-- Given records start --

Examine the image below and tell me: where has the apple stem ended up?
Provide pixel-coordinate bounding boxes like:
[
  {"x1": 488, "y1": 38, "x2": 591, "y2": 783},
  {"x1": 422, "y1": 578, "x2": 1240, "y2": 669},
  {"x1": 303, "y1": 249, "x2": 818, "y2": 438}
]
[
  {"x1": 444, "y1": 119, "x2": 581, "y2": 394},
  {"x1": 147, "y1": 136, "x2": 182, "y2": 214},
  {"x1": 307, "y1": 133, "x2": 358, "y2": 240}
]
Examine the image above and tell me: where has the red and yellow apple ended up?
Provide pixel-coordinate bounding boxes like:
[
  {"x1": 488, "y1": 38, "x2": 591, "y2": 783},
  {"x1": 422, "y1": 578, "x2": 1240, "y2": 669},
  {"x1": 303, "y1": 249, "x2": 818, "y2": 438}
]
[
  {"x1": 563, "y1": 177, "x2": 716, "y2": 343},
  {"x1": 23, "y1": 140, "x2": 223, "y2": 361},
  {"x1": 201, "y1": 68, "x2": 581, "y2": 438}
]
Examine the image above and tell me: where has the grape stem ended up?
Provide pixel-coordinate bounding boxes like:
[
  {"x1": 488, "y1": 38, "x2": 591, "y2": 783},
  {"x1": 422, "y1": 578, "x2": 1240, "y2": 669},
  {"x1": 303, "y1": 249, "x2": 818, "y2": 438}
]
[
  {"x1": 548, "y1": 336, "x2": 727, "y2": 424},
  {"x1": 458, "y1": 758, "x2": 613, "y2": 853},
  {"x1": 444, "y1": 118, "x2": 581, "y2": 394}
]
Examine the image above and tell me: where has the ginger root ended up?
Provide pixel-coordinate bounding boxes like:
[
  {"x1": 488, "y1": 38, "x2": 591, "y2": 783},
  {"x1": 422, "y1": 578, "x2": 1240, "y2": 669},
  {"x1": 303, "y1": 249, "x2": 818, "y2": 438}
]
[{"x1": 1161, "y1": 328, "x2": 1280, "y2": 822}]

-- Given records end --

**Aim:**
Count the lines in the data above that contain the word "tell" and give only the number.

**Answer to the exercise:**
4